__What is needed__:
Please extract every line of the records below that contains the string "surface", matching case exactly.

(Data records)
┄┄┄┄┄┄┄┄┄┄

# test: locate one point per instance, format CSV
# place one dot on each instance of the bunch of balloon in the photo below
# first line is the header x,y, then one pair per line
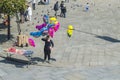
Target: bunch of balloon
x,y
49,27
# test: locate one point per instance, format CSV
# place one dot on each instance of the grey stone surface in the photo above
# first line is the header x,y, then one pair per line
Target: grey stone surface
x,y
92,53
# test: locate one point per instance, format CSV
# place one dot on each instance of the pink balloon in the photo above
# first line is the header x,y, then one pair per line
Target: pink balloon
x,y
56,27
31,42
51,32
40,26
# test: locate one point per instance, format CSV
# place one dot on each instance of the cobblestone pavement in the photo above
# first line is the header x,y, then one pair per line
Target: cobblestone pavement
x,y
92,53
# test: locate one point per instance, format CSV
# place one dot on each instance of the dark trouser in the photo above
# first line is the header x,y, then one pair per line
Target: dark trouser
x,y
33,6
47,54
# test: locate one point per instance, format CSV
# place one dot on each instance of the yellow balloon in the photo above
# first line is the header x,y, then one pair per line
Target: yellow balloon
x,y
70,27
53,20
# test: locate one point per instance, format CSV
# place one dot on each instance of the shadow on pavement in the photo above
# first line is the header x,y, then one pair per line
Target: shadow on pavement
x,y
17,64
37,59
107,38
3,38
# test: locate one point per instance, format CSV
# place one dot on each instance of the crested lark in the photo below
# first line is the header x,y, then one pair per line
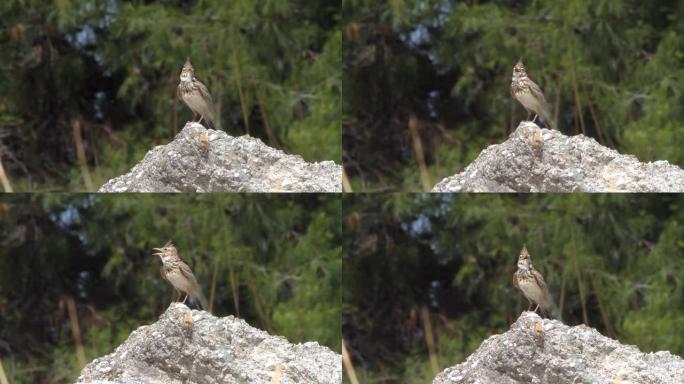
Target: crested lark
x,y
195,95
529,94
531,283
176,272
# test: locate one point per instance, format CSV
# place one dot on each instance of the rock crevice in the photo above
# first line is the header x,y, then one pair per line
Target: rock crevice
x,y
548,351
543,160
206,160
186,346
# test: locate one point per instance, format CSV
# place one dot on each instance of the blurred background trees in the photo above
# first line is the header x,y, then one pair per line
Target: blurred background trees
x,y
77,273
87,87
427,278
426,81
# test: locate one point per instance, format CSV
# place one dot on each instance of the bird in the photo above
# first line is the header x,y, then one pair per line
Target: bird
x,y
179,274
528,93
531,283
195,95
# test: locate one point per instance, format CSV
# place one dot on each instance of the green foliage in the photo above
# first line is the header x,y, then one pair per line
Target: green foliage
x,y
613,262
273,260
612,70
273,68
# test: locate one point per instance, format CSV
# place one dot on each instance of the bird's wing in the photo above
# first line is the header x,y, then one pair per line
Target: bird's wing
x,y
204,91
540,280
536,91
187,272
515,279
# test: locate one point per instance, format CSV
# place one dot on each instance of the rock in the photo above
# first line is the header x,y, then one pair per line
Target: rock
x,y
548,351
205,160
553,162
186,346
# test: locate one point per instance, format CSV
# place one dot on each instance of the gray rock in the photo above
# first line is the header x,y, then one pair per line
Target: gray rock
x,y
548,351
205,160
558,163
186,346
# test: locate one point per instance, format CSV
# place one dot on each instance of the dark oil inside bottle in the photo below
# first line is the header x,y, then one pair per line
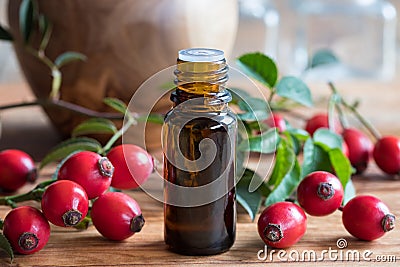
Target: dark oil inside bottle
x,y
209,228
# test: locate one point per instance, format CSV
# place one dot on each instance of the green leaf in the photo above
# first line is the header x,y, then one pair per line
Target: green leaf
x,y
45,29
116,104
68,57
315,158
260,67
94,126
328,138
263,143
69,146
300,134
251,202
294,89
286,187
250,178
341,165
26,19
252,104
293,142
323,57
6,246
5,34
349,192
284,162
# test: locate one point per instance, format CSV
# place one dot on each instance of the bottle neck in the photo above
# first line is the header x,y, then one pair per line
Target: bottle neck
x,y
201,79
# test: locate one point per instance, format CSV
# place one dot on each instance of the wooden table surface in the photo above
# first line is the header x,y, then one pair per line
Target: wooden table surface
x,y
29,129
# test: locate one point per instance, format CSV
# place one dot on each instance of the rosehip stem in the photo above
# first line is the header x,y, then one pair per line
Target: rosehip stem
x,y
374,132
35,194
131,121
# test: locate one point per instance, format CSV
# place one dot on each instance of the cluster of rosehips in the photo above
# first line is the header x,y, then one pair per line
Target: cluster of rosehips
x,y
83,177
320,193
358,147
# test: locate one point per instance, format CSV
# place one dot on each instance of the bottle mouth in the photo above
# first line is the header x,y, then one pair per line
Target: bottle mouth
x,y
201,55
215,98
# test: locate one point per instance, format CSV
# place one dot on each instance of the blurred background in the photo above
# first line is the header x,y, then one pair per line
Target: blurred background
x,y
360,33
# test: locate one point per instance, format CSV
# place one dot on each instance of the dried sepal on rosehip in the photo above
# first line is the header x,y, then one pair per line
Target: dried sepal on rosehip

┄┄┄┄┄┄┄┄┄┄

__Full solution__:
# place one dot on each instance of the grey stone surface in the photo above
Target: grey stone surface
# place one dot on each instance of the wooden table surface in the photo above
Target: wooden table surface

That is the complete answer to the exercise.